** start Available records **
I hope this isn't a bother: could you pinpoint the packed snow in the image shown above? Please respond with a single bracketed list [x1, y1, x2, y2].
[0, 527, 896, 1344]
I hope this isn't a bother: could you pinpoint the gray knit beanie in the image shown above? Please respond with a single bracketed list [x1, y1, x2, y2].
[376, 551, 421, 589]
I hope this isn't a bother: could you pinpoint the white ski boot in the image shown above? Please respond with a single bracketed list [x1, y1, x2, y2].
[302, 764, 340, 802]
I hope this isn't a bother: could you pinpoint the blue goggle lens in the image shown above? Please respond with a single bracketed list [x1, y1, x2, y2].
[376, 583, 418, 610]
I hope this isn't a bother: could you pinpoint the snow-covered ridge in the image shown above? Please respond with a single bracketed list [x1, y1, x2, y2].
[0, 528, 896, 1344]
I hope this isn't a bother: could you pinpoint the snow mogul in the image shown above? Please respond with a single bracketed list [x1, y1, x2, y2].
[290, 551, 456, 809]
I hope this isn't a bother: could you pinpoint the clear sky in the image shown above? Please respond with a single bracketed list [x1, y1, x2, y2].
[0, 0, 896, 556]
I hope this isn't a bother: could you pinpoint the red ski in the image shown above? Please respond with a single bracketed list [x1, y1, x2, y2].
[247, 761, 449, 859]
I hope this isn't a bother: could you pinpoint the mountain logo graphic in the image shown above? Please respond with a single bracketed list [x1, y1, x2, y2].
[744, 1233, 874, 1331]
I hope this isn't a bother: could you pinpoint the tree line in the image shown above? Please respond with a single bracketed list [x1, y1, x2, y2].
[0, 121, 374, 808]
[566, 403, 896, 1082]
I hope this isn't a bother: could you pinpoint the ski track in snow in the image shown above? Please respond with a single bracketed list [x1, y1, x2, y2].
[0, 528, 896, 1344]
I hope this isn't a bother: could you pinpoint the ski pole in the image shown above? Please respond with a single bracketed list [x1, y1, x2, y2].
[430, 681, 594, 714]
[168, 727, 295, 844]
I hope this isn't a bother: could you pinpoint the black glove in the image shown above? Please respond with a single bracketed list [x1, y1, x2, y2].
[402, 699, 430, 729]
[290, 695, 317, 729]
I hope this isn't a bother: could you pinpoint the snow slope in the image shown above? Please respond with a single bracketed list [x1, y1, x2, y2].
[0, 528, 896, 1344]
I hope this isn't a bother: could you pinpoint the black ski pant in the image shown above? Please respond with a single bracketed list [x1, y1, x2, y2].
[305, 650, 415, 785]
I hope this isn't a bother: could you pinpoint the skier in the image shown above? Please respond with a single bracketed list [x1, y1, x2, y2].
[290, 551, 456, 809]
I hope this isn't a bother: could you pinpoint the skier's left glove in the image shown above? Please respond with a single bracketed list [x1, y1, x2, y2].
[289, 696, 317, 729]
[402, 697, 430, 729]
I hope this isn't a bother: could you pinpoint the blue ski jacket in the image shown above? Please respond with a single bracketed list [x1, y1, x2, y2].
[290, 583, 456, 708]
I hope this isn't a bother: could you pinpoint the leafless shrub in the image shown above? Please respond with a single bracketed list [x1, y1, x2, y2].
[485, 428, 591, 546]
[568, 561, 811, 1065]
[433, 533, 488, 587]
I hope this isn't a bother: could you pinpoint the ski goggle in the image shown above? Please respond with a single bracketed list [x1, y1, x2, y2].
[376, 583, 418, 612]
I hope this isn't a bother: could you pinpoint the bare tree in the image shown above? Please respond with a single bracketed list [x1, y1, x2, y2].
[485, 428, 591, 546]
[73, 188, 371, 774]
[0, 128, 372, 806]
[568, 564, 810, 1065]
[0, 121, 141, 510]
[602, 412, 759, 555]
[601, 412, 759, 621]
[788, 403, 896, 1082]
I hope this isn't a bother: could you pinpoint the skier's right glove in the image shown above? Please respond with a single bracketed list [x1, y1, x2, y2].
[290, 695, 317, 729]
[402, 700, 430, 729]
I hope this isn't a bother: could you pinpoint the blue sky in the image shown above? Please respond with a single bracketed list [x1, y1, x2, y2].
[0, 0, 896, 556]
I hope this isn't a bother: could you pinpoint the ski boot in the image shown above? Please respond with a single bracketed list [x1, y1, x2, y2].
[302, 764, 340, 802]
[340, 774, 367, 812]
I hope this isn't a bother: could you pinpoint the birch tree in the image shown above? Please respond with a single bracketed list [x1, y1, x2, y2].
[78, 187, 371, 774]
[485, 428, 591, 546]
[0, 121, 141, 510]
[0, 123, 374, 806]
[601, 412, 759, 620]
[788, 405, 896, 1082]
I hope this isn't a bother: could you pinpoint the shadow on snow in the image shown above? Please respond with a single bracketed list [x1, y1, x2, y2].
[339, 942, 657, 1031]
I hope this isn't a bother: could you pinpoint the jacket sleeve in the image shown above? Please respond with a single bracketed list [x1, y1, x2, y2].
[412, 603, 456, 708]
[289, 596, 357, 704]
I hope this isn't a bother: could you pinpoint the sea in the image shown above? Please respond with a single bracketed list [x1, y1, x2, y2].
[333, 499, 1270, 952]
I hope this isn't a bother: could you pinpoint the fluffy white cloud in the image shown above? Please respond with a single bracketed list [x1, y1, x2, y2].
** end Available records **
What is needed —
Copy the records word for word, starting at the line that contains "the blue sky" and ending at the line that contains "[289, 596, 357, 704]", including both of those lines.

Written solution —
I hope this isn't a bother: could you pinpoint the blue sky in the image shown above? Please respond with a single bracketed list [x1, y1, x2, y2].
[0, 0, 896, 556]
I hope this isn't a bother: could you pinpoint the ski boot in the image shown above? Please respond with a single bracketed list [x1, y1, x2, y2].
[302, 764, 340, 802]
[340, 774, 367, 812]
I hope this isn't a bother: could you pinpoint the birch tree in the image shown above? Please respond with a single bracketed list [x1, y1, x2, y2].
[78, 187, 371, 774]
[485, 428, 591, 546]
[0, 121, 141, 510]
[0, 123, 374, 806]
[601, 412, 759, 620]
[788, 405, 896, 1082]
I hope this isn't a bother: could you pinpoint the shadow on snow in the image shown above? Please respond with a single bracketed list [x1, y1, x2, y2].
[339, 942, 657, 1031]
I hope this isn't a bother: could you pinpoint the jacket sleeve in the image shown above? Please respond with a single bracketed list [x1, y1, x2, y2].
[412, 603, 456, 708]
[289, 596, 357, 704]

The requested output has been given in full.